▶ [Point placement records]

━━━━━━━━━━━━━━━━━━━━━━━━━━━━━━

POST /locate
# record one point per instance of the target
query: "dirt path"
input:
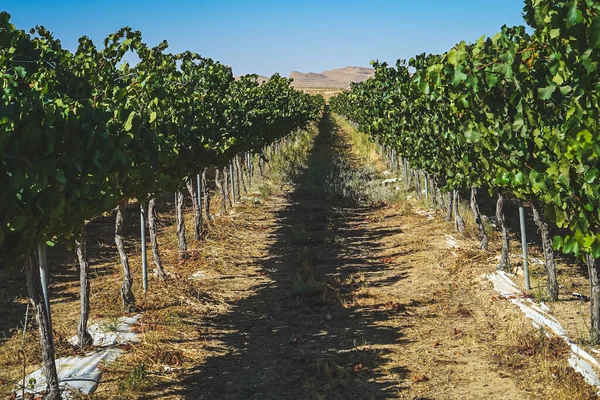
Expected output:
(314, 293)
(341, 301)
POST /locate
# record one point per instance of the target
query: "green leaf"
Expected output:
(60, 176)
(129, 122)
(557, 242)
(594, 33)
(574, 16)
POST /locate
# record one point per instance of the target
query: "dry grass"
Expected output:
(400, 310)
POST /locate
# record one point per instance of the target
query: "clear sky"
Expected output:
(265, 37)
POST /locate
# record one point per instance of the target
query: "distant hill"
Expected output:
(335, 78)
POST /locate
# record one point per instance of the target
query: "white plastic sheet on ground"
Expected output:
(81, 375)
(581, 361)
(75, 374)
(109, 334)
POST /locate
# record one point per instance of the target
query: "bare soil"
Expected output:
(306, 294)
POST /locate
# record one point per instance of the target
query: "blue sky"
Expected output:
(265, 37)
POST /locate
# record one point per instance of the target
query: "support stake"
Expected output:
(524, 245)
(144, 255)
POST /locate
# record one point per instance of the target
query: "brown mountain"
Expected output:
(335, 78)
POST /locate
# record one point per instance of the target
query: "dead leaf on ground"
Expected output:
(417, 378)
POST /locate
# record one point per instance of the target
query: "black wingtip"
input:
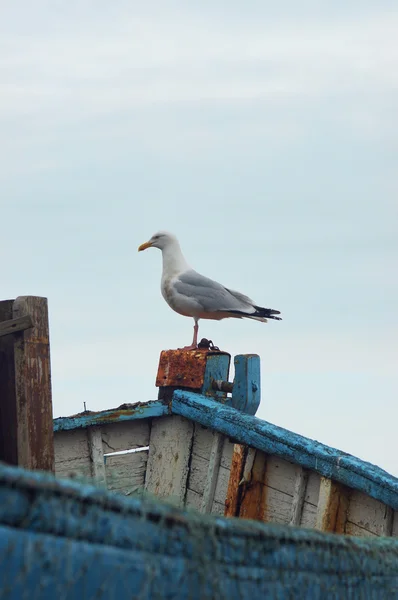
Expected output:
(267, 313)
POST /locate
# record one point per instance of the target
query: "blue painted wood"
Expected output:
(217, 368)
(140, 410)
(277, 441)
(246, 393)
(65, 540)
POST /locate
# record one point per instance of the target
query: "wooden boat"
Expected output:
(202, 453)
(153, 524)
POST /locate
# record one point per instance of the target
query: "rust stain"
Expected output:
(254, 495)
(232, 500)
(182, 368)
(334, 512)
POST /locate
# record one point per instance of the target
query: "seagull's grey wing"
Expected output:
(209, 294)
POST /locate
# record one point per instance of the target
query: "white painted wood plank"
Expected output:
(308, 517)
(170, 446)
(126, 473)
(369, 514)
(125, 435)
(312, 489)
(300, 485)
(352, 529)
(281, 475)
(72, 457)
(213, 469)
(94, 437)
(278, 506)
(328, 503)
(193, 500)
(202, 444)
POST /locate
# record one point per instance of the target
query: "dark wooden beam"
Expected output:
(26, 419)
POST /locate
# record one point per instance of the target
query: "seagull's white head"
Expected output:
(161, 240)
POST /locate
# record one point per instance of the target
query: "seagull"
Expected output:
(192, 295)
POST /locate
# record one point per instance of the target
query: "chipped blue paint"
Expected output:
(62, 539)
(277, 441)
(140, 410)
(246, 391)
(217, 368)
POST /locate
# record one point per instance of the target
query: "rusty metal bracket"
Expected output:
(205, 371)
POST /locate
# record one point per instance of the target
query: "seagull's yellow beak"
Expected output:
(144, 246)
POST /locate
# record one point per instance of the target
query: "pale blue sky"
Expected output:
(264, 136)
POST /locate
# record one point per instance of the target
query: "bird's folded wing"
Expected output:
(212, 296)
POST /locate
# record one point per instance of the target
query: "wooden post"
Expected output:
(26, 419)
(246, 389)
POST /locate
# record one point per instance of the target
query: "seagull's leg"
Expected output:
(195, 333)
(194, 344)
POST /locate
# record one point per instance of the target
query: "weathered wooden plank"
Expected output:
(254, 493)
(169, 456)
(213, 470)
(332, 507)
(8, 404)
(388, 525)
(92, 544)
(232, 500)
(198, 477)
(126, 412)
(300, 486)
(125, 435)
(278, 506)
(369, 514)
(72, 455)
(246, 392)
(15, 325)
(94, 437)
(26, 417)
(125, 473)
(274, 440)
(357, 531)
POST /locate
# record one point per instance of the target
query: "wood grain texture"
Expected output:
(246, 392)
(94, 437)
(26, 413)
(125, 474)
(253, 500)
(232, 501)
(332, 506)
(274, 440)
(61, 539)
(169, 458)
(8, 404)
(212, 474)
(72, 455)
(369, 514)
(35, 436)
(300, 486)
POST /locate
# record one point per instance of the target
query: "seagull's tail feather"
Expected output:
(260, 314)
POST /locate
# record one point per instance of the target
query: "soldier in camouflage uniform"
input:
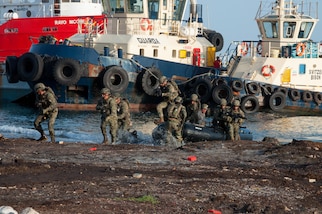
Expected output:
(177, 115)
(108, 109)
(235, 119)
(169, 93)
(123, 112)
(47, 104)
(193, 108)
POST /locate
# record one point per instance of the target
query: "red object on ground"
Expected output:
(93, 149)
(192, 158)
(214, 211)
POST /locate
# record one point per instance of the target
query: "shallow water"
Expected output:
(84, 126)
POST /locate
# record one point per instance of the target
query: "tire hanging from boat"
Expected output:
(11, 69)
(150, 80)
(249, 104)
(277, 101)
(203, 89)
(116, 79)
(67, 71)
(30, 67)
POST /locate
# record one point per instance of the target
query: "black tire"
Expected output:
(249, 104)
(253, 88)
(317, 98)
(307, 96)
(30, 67)
(203, 89)
(237, 85)
(116, 79)
(11, 69)
(277, 101)
(150, 80)
(294, 94)
(67, 71)
(222, 91)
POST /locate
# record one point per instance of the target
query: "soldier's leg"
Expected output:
(37, 124)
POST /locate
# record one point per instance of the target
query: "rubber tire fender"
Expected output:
(277, 101)
(203, 89)
(150, 80)
(30, 67)
(67, 71)
(116, 79)
(249, 104)
(294, 94)
(11, 69)
(222, 91)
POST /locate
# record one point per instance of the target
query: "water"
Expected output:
(84, 126)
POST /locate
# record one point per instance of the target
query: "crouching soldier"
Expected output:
(108, 109)
(47, 104)
(177, 115)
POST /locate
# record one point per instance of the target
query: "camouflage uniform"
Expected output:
(123, 112)
(193, 108)
(236, 118)
(177, 115)
(47, 103)
(108, 108)
(169, 93)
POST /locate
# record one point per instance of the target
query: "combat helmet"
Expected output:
(39, 86)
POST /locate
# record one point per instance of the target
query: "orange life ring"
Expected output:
(145, 24)
(244, 48)
(300, 49)
(269, 73)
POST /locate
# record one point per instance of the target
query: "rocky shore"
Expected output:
(205, 177)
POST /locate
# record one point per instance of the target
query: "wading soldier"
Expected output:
(108, 109)
(47, 104)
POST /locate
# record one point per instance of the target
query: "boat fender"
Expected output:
(253, 88)
(237, 85)
(30, 67)
(295, 94)
(249, 104)
(222, 91)
(145, 24)
(11, 69)
(277, 101)
(67, 71)
(268, 70)
(300, 49)
(317, 98)
(307, 96)
(116, 79)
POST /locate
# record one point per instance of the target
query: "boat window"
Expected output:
(135, 6)
(288, 28)
(117, 6)
(305, 29)
(271, 29)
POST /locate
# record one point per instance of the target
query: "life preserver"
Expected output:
(243, 48)
(145, 24)
(30, 67)
(269, 73)
(300, 49)
(67, 71)
(11, 69)
(116, 79)
(249, 104)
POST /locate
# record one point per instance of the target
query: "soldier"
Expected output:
(193, 108)
(177, 115)
(169, 91)
(108, 108)
(123, 112)
(235, 119)
(221, 115)
(47, 104)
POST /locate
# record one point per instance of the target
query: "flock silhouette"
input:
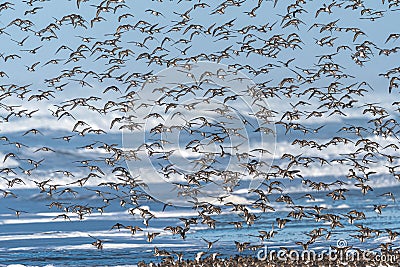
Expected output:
(95, 71)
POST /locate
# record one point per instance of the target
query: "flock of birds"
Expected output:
(91, 69)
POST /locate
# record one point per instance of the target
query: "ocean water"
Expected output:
(37, 239)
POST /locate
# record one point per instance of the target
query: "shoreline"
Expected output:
(340, 258)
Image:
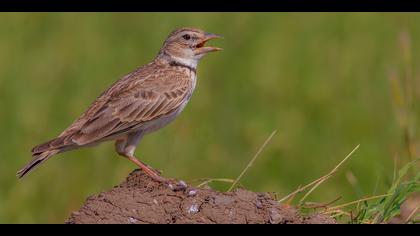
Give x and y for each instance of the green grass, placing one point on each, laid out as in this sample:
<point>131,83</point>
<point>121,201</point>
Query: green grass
<point>325,81</point>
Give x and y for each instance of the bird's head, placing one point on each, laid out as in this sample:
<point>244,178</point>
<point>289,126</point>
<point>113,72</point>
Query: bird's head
<point>188,46</point>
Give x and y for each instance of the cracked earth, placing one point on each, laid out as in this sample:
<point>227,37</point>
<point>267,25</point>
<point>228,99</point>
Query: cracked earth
<point>140,200</point>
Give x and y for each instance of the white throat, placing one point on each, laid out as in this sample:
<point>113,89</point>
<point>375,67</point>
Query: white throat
<point>191,62</point>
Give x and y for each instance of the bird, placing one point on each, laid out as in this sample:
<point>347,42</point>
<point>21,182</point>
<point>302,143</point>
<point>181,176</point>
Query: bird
<point>139,103</point>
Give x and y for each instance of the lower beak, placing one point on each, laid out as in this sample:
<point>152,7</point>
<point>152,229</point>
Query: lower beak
<point>201,49</point>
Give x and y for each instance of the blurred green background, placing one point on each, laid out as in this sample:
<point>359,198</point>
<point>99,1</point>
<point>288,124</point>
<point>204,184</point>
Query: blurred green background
<point>319,79</point>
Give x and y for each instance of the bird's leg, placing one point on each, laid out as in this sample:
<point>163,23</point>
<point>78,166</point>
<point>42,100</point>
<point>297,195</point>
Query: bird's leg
<point>126,147</point>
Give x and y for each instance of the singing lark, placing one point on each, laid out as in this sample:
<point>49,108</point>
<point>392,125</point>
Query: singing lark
<point>141,102</point>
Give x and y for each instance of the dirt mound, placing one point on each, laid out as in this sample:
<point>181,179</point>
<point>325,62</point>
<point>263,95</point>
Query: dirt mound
<point>140,200</point>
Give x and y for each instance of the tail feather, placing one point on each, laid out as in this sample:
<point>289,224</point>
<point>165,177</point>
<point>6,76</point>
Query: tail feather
<point>36,161</point>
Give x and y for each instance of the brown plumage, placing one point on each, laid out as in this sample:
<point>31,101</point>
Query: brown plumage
<point>139,103</point>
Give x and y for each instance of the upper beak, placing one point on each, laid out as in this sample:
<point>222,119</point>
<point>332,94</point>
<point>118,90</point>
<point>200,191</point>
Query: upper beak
<point>201,48</point>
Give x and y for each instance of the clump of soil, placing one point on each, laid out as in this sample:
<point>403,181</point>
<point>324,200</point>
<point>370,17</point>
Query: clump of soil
<point>140,200</point>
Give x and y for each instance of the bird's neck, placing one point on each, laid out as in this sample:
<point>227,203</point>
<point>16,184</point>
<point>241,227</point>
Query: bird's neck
<point>190,63</point>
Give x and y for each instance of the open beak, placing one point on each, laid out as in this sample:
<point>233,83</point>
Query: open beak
<point>202,49</point>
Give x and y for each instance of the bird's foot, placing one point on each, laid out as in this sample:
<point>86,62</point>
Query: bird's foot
<point>176,185</point>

━━━━━━━━━━━━━━━━━━━━━━━━━━━━━━

▶ [TASK DESCRIPTION] Through the last line of the entries above, beginning at the line containing "Give x and y for each instance of the blurred", transcribe each line exactly, both ends included and nothing more.

▶ [RESPONSE BELOW]
Give x and y for each instance of the blurred green background, placing one point on each, laid out as in this sample:
<point>359,198</point>
<point>99,1</point>
<point>288,124</point>
<point>204,184</point>
Query: blurred green background
<point>319,79</point>
Give x and y for each instance of the bird's leg, placing one point on each, laid out as in this sample:
<point>163,23</point>
<point>78,166</point>
<point>42,100</point>
<point>297,195</point>
Query: bird's leg
<point>126,147</point>
Give x and y for each instance of the singing lark, placing one point on each, laid out as in this sample:
<point>49,108</point>
<point>392,125</point>
Query: singing lark
<point>141,102</point>
Give x and y for each instance of the dirt mound, placing one point on each, laid out as in this sample:
<point>181,179</point>
<point>325,62</point>
<point>263,95</point>
Query: dirt mound
<point>140,200</point>
Give x and y for each instance of the tail feather, placing one point on each, laid out as in this sample:
<point>289,224</point>
<point>165,177</point>
<point>6,76</point>
Query: tail feather
<point>36,161</point>
Give x and y for each instance of the brown plumage, placing one point on each, laid out as in this sample:
<point>31,101</point>
Query: brown plumage
<point>139,103</point>
Give x and y for each instance of the upper beak, placing one point on each, laid out as in this sample:
<point>222,119</point>
<point>332,94</point>
<point>118,90</point>
<point>200,191</point>
Query: upper beak
<point>201,48</point>
Give x and y for each instance of the clump of soil, placing one point on each, laid out as in this sample:
<point>403,181</point>
<point>324,200</point>
<point>370,17</point>
Query: clump of soil
<point>140,200</point>
Give x and y for each instance of the bird's neck, placing one point on each, laid out as in this sample:
<point>227,203</point>
<point>16,184</point>
<point>241,227</point>
Query: bird's neck
<point>190,63</point>
Give x and y for each instance of the open beak, placing one point on each, laid out as in this sample:
<point>233,83</point>
Query: open beak
<point>202,49</point>
Give x and y for each instance of the bird's foot, placing one point on each, laid out as in this sample:
<point>86,62</point>
Query: bird's foot
<point>176,185</point>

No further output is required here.